Skip every image and restate the data word for word.

=== Records shown ===

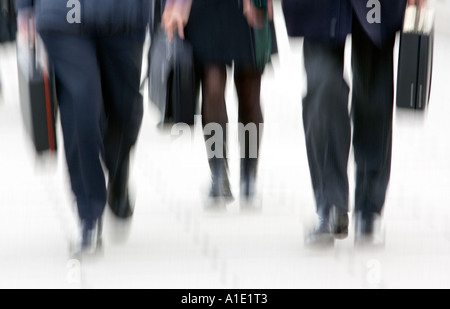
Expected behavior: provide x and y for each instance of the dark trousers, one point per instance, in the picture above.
(97, 82)
(327, 122)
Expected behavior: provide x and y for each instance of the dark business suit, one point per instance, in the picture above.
(97, 65)
(327, 121)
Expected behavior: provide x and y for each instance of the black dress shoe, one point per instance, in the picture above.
(321, 236)
(120, 204)
(339, 223)
(91, 239)
(368, 230)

===

*Task response:*
Expected behavior: provide x and y for each instance of the dark trousers, one point per instance, in the picture above.
(97, 82)
(327, 122)
Expected behavior: provide x and y for each instance of the dark business suit, one point per instance, in the picture above.
(97, 65)
(327, 121)
Expected behavior: provide x and y for each instance of the black dress shoe, one point per instance, in the picture above.
(321, 236)
(120, 204)
(339, 223)
(91, 239)
(368, 230)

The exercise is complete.